▶ _Text section_:
:::::

3.2. Strategies of Conjugating Aptamers to Nanoparticles

Aptamers can be conjugated to nanoparticles directly or indirectly via a linker molecule (a bridge or spacer). Both direct and indirect conjugation can be achieved either covalently or non-covalently (Figure 2).
In covalent conjugation, a functional group (such as a primary amino group or a thiol group) is usually attached to one terminus of the aptamer, which can react with the functional group (such as the carboxylic acid group, the maleimide group, and the aldehyde group) on the surface of the nanoparticle or at one end of the linker molecule, or react with the gold or other metal element or inorganic molecule for inorganic nanoparticles. Common examples of covalent conjugation include the carboxylic acid group and the amino group interaction that results in an amide (or carboxamide) linkage, the carboxylic acid group and the thiol group interaction that results in a thioester bond, the carboxylic acid group and the alcohol group interaction that results in an ester bond, the primary amine group and thiol group interaction that results in a thioamide bond, the thiol group and the thiol group interaction that results in a disulfide bond, and the thiol group and the gold or silver interaction that results in a Au–S or Ag-S bond.
Non-covalent conjugation strategies include high affinity interactions and electrostatic interactions. The former includes avidin–biotin and streptavidin–biotin interactions. The latter are commonly seen when a linker molecule is used, in which case the opposite charges on the linker molecule and on the extended oligonucleotide sequence of the aptamer interact, but also include the using of histidine tags.
Most of the aptamer–nanoparticle conjugates reported thus far utilized the direct and covalent strategy. According to Farokhzad and colleagues [11], “covalently linked bioconjugates may result in enhanced stability in physiological salt and pH whilst avoiding the unnecessary addition of biological components (i.e., streptavidin); thus minimizing immunological reactions and potential toxicity”. Fewer studies used bridge or spacer molecule to link aptamer and nanoparticle together. These are in consideration of avoiding any possible steric or spatial restrictions on aptamer’s binding to target molecule, but an associated problem is the increased size of the conjugates. Several aptamer-nanoparticle constructions, including both direct and indirect linkage, used the avidin–biotin or the streptavidin–biotin system. These interactions are very stable but the bulk of the formulation may increase considerably and potential immunological rejection problems might also result.

:::::

▶ _Data block_:
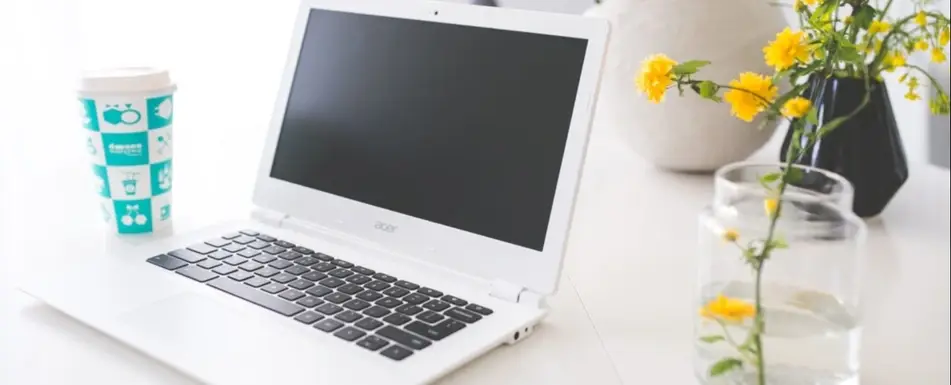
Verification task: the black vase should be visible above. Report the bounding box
[780,76,908,218]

:::::

▶ _About this exercise_: Continue the section on strategies for conjugating aptamers to nanoparticles, starting after its last sentence about the avidin–biotin and streptavidin–biotin systems.

▶ _Your response_:
3.3. Aptamer-Functionalized Nanoparticles in Pre-Clinical Studies

Up till now, quite a lot of aptamer-conjugated nanoparticles have been developed that can target specific cancer cells, deliver various therapeutic agents into cancer cells, and result in cancer cell toxicity in vitro (e.g., inhibit cell proliferation and induce apoptosis of cultivated cancer cells) and/or anticancer effects in vivo (e.g., inhibit xenograft tumor formation in nude mouse model). An inclusive list of nearly all aptamer-conjugated drug-delivering nanoparticles that have been studied thus far with their characteristics and sources is provided in Table 1. A schematic representation of the action process of aptamer-functionalized nanoparticles acting on a cancer cell is shown in Figure 3.
Farokhzad and Langer et al. [18] first performed the proof of concept study of using the aptamer to functionalize nanoparticles for actively targeted drug delivery in 2004. The authors synthesized the nanoparticles of poly (lactic acid)-block-polyethylene glycol copolymer with a terminal carboxylic acid functional group (PLA-b-PEG-COOH) and encapsulated the nanoparticles with rhodamine-labeled dextran as a model drug; they then covalently attached the PSMA-targeting A10 RNA aptamer to the nanoparticles through the reaction of the amino groups on the 3′ end of the aptamers with the carboxylic acid groups on the surface of the nanoparticles. These aptamer–nanoparticle conjugates were demonstrated to be able to target the PSMA-positive prostate LNCaP cells significantly more efficiently compared with the same PEGylated nanoparticles without aptamer conjugation and could get internalized into the cells. The uptake of these conjugates was not boosted in the PC3 cells that are also prostate-derived but do not express PSMA.
A similar nanoparticle-aptamer construction, which used the same PSMA-targeting aptamer but used poly (lactic-co-glycolic acid)-block-polyethylene glycol copolymer with a terminal carboxylic acid group (PLGA-b-PEG-COOH) as nanomaterial and encapsulated the anticancer drug Docetaxel within the nanoparticles, was later assessed both in vitro and in vivo by the same laboratory. The in vivo results showed that the aptamer-targeted drug-loaded nanoparticles exhibited significantly more reduced toxicity (side effects) in the nude mice as measured by mean body weight loss than non-targeted nanoparticles, and intratumoral injection of these aptamer-targeted drug-loaded nanoparticles resulted in complete tumor reduction in five of seven LNCaP xenograft nude mice compared with two of five for non-targeted nanoparticles [19].
Up to the present time, polymers, which include miscellaneous classes with PLGA-PEG being the most frequently used, remain the most used nanomaterials to construct aptamer functionalized nanoparticles to study targeted delivery for cancer therapy, followed by lipid based materials, particularly liposomes and nucleic acid based nanoparticles, including either DNA or RNA. Other organic nanomaterials that have been used include dendrimers, chitosan, proteins/peptides, or hybrids of the above. There are also many inorganic nanomaterials that have been studied in this area, including gold (Au) compounds, silver (Ag), mesoporous silica, graphene based, Calcium carbonate, ZnO, iron, etc. Other and special inorganic nanomaterials include magnetic nanomaterials, quantum dot based nanoparticles, and so on. In addition, organic and inorganic hybrids have also been used. Refer to Table 2 for a classified list of these nanoparticles and nanomaterials with their payloads, targets, related cancers, etc.

4. Challenges Facing Actively Targeted Delivery

Although active targeting holds much promise, several challenges exist. These include the increased complexity of synthesis and purification, the increased cost to make the conjugants, the alterations of nanoparticle properties, choosing a suitable tumor marker or receptor to target, and so forth.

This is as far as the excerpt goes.